======== Source data

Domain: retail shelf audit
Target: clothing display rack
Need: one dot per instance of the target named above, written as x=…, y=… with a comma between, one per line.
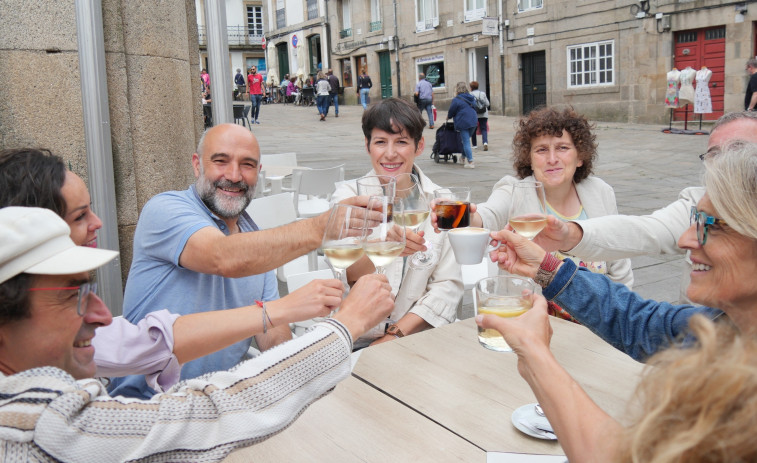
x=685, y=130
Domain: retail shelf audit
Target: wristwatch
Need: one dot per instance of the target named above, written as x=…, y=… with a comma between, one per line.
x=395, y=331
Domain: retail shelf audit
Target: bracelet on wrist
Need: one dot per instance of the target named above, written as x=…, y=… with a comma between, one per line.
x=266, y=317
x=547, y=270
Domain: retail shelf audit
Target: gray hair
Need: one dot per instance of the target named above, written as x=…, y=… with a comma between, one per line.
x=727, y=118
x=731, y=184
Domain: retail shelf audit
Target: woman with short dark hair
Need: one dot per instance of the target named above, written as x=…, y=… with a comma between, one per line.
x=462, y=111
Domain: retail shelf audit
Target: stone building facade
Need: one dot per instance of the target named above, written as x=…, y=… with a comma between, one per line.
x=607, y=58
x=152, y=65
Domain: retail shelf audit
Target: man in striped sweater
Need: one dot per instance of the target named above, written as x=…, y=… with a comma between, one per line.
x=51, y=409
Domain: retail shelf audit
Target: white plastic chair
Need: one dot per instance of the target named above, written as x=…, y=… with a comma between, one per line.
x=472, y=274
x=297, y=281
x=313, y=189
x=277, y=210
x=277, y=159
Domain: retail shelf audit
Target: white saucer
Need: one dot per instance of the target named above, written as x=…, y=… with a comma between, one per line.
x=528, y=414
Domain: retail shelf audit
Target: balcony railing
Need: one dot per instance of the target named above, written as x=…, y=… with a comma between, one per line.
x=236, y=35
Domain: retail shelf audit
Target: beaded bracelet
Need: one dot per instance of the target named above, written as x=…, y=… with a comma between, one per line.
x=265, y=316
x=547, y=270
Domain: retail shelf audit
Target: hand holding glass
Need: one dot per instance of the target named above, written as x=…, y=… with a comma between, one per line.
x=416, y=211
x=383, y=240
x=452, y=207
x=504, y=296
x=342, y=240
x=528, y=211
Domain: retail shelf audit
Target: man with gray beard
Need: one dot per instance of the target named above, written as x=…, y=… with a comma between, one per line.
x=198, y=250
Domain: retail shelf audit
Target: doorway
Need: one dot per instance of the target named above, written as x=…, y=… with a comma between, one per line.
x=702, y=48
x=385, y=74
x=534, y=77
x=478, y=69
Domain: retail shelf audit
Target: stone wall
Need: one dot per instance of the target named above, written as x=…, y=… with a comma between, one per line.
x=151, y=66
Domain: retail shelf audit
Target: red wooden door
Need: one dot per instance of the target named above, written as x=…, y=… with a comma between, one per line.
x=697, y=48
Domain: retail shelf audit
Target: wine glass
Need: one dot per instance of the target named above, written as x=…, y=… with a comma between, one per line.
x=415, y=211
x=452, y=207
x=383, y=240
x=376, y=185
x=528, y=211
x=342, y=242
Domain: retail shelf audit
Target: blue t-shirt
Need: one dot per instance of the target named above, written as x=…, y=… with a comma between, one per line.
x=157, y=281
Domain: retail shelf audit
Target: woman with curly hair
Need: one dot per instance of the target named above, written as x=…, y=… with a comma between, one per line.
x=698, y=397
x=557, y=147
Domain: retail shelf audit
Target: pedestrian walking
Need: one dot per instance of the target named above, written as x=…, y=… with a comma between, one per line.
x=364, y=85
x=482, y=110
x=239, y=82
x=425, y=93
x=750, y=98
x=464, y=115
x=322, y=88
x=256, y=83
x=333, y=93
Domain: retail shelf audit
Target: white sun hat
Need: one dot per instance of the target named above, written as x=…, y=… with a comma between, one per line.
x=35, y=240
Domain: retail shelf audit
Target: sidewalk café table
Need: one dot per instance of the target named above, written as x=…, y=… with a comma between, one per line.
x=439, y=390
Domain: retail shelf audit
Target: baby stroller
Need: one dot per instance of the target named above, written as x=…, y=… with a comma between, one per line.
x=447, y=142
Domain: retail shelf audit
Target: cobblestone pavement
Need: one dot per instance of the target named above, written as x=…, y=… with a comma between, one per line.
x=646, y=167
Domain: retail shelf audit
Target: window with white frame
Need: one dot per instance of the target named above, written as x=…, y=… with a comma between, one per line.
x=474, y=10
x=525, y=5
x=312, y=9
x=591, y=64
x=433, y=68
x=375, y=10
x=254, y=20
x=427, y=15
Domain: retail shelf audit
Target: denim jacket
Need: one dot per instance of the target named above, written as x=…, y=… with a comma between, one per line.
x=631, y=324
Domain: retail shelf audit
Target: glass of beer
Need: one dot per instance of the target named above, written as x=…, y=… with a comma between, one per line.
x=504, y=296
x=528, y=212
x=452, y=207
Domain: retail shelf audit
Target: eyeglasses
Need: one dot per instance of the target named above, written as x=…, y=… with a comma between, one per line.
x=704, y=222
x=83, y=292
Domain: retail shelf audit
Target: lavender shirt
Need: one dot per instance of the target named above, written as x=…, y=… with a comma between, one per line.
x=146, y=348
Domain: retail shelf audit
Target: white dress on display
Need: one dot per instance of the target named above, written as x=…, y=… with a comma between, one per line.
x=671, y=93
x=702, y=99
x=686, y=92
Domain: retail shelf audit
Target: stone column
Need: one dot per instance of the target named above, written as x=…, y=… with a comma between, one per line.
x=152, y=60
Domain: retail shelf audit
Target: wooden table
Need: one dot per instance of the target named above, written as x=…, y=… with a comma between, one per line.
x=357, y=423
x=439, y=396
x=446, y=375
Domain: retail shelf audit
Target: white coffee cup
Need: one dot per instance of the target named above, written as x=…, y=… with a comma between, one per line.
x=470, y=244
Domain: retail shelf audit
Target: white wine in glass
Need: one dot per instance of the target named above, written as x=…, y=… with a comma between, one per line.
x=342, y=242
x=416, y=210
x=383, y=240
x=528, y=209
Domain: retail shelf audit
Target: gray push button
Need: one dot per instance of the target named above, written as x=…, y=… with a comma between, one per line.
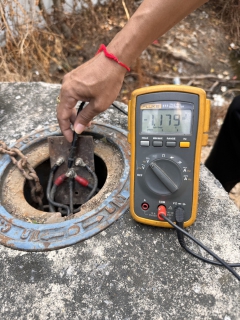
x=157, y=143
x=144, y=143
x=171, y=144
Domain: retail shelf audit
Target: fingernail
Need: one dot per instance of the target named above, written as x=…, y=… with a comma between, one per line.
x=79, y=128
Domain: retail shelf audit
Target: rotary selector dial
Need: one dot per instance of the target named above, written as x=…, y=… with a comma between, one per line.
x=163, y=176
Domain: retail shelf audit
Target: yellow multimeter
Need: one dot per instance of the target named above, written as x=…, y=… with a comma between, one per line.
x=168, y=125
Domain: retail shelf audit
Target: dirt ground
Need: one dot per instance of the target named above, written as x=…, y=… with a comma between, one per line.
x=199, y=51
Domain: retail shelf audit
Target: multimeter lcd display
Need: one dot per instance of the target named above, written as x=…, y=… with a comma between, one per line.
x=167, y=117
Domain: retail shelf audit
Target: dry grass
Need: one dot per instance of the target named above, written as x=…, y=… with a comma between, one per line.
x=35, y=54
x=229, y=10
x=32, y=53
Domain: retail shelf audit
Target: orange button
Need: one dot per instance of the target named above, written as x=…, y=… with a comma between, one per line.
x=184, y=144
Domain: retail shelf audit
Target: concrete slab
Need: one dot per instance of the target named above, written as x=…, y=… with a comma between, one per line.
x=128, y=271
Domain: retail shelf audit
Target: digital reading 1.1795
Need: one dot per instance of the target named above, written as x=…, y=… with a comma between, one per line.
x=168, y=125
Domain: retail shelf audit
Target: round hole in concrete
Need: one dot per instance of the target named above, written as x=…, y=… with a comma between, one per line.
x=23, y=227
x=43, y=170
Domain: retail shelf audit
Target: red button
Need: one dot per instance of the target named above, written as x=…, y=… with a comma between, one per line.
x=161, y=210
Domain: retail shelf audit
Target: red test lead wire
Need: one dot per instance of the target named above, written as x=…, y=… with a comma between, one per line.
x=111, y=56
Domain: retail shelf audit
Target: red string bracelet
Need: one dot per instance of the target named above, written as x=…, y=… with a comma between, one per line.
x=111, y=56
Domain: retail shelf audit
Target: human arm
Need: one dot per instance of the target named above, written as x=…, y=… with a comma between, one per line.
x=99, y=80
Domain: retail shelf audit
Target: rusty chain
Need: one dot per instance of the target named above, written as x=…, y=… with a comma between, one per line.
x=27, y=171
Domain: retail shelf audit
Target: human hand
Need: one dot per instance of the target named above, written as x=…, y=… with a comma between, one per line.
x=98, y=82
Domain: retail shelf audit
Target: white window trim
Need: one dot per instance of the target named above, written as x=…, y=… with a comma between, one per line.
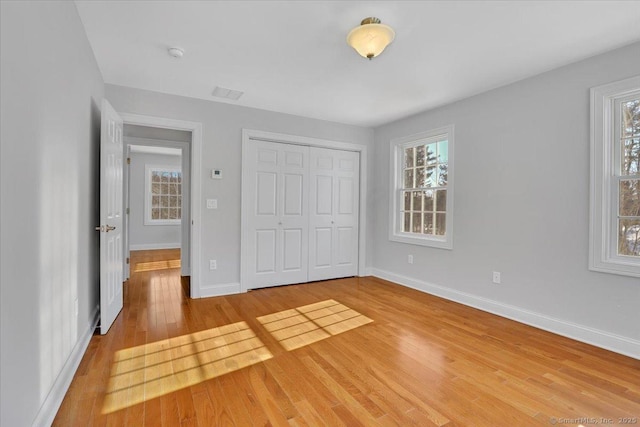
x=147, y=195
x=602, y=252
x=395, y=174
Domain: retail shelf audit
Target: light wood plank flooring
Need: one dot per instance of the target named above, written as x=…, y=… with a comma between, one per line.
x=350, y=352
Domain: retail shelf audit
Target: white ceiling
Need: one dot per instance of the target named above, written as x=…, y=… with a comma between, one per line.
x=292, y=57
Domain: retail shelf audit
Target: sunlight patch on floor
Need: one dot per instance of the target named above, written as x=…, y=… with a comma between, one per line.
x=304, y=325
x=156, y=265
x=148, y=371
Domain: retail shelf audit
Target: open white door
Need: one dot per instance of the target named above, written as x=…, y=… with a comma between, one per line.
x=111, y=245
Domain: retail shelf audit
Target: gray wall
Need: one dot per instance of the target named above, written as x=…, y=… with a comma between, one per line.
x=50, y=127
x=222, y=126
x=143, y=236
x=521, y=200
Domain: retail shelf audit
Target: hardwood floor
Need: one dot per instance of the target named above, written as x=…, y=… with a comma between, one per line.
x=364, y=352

================

▸ **What the task requires**: In the entries above, restate word for word the lines between the one holding "Target: sunlight patch on floor" and the one holding "Target: open white door", inclusive, and nothing besides.

▸ **Solution below**:
Target: sunlight patch on floor
Need: one dot per instance of the target named above, written as x=…, y=… with a comma between, one per line.
x=304, y=325
x=156, y=265
x=148, y=371
Domain: retail shelf audit
Target: open white door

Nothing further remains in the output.